— Job 1 —
Reproduce the forum post about hashing data blocks below, character for character and in full.

= = = = = = =

Prev: cracking DES ciphertext with known plaintext using custom character set.
Next: Large prime for easily finding discreet logs
From: Dmitry Chumack on 5 Dec 2006 12:18 Hi * I have a question. There is few doesns of __terabytes__ of data. I need to split this data to blocks of fixed size. Than I need to calculate a sha1 hash for each block and store it. The question is which minimal size of block I have to choose to minimize the probability of existence of two equal hashes? What probability of such a coincidence would be if I'll use an md5, crc32 or sha2 algorithms instead of sha1? Or if I'll use a combination of this algorithms (e.g. sha1 and crc32 or sha2 and md5 and crc32)? Thanks in advance.

= = = = = = =

— Job 2 —
Find each line in the rows below that contains the string "painted", and copy those lines out; match case exactly.

— The input —
= = = = = = =

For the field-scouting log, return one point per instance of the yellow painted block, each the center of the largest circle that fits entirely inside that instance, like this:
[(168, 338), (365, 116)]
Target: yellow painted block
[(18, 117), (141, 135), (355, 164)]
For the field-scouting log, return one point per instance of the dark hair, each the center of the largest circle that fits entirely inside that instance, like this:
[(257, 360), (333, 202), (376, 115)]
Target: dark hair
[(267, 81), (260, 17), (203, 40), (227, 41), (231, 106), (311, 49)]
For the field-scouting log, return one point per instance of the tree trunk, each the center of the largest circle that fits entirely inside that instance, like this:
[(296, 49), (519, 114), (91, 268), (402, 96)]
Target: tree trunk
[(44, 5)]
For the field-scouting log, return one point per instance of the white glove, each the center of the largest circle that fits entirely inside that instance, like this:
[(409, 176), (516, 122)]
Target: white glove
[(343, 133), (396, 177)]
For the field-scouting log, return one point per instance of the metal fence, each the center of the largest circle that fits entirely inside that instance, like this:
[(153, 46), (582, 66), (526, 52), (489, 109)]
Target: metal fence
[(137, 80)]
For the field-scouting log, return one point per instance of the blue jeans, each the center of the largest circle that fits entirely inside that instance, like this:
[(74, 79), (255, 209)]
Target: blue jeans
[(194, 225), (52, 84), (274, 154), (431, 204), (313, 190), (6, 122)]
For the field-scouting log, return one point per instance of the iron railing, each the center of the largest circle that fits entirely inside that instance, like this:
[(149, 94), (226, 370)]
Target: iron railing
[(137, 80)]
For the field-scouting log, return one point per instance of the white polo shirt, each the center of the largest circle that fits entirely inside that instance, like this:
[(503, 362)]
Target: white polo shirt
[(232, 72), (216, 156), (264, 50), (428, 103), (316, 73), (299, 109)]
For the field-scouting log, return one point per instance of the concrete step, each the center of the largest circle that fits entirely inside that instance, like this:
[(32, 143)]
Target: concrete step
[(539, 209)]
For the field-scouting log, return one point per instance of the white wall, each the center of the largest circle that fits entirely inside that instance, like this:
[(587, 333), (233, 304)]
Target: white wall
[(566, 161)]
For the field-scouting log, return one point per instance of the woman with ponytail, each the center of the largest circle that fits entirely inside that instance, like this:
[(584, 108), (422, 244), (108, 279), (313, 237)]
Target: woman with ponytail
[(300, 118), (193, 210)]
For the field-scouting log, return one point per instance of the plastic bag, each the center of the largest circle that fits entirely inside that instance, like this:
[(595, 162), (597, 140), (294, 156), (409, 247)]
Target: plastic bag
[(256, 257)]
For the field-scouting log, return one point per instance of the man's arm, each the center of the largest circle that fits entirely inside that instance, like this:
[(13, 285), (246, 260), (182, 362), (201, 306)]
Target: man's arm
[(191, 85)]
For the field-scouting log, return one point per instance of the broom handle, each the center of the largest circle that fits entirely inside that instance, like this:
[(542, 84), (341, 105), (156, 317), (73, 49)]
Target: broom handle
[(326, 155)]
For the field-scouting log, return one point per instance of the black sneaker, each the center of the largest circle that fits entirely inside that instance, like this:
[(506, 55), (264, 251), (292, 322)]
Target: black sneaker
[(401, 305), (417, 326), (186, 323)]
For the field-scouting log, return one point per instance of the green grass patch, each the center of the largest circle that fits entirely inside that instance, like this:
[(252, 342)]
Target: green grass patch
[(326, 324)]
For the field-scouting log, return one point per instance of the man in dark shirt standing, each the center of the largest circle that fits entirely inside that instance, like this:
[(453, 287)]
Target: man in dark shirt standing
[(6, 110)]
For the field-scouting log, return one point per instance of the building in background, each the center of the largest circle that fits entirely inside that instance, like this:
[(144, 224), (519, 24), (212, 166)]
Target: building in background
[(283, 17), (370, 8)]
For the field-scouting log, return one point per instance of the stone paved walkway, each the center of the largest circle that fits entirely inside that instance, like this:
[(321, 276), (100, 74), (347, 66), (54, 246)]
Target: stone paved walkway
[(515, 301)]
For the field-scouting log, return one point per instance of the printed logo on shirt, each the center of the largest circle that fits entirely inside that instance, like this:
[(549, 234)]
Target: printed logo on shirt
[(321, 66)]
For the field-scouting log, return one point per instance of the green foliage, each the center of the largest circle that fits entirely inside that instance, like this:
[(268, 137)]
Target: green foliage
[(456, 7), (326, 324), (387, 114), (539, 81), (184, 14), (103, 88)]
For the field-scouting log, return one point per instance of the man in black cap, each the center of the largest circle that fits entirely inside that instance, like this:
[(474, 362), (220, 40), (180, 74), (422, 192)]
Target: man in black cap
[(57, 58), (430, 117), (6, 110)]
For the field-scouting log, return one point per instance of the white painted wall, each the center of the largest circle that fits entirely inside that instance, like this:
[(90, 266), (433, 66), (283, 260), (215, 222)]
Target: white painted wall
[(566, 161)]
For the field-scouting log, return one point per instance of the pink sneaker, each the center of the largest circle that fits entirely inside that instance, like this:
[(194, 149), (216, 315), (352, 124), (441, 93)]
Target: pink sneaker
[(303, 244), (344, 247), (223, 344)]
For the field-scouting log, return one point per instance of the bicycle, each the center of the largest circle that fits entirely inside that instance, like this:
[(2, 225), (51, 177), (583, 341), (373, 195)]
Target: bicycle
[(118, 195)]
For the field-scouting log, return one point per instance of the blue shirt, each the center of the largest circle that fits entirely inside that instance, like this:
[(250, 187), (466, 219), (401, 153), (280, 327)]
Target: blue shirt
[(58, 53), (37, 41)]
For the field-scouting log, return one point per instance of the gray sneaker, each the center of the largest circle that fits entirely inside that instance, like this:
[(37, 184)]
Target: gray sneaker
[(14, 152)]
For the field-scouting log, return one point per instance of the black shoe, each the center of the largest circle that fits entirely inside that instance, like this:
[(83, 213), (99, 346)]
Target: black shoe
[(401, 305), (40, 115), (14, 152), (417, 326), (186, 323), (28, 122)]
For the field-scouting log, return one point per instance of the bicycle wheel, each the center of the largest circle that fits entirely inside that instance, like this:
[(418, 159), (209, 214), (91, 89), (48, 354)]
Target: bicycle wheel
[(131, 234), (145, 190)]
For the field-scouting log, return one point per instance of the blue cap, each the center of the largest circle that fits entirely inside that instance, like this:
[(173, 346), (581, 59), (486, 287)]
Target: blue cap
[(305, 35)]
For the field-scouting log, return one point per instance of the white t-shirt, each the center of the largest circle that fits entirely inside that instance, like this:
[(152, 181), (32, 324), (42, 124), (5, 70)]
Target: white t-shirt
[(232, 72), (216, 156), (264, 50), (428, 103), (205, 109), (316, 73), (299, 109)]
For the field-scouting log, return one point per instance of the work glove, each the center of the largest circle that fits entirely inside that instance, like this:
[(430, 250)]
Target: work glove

= = = = = = =

— Task response 1 —
Prev: cracking DES ciphertext with known plaintext using custom character set.
Next: Large prime for easily finding discreet logs
From: Dmitry Chumack on 5 Dec 2006 12:18 Hi * I have a question. There is few doesns of __terabytes__ of data. I need to split this data to blocks of fixed size. Than I need to calculate a sha1 hash for each block and store it. The question is which minimal size of block I have to choose to minimize the probability of existence of two equal hashes? What probability of such a coincidence would be if I'll use an md5, crc32 or sha2 algorithms instead of sha1? Or if I'll use a combination of this algorithms (e.g. sha1 and crc32 or sha2 and md5 and crc32)? Thanks in advance.

— Task response 2 —
For the field-scouting log, return one point per instance of the yellow painted block, each the center of the largest circle that fits entirely inside that instance, like this:
Target: yellow painted block
For the field-scouting log, return one point per instance of the white painted wall, each the center of the largest circle that fits entirely inside that instance, like this:
Target: white painted wall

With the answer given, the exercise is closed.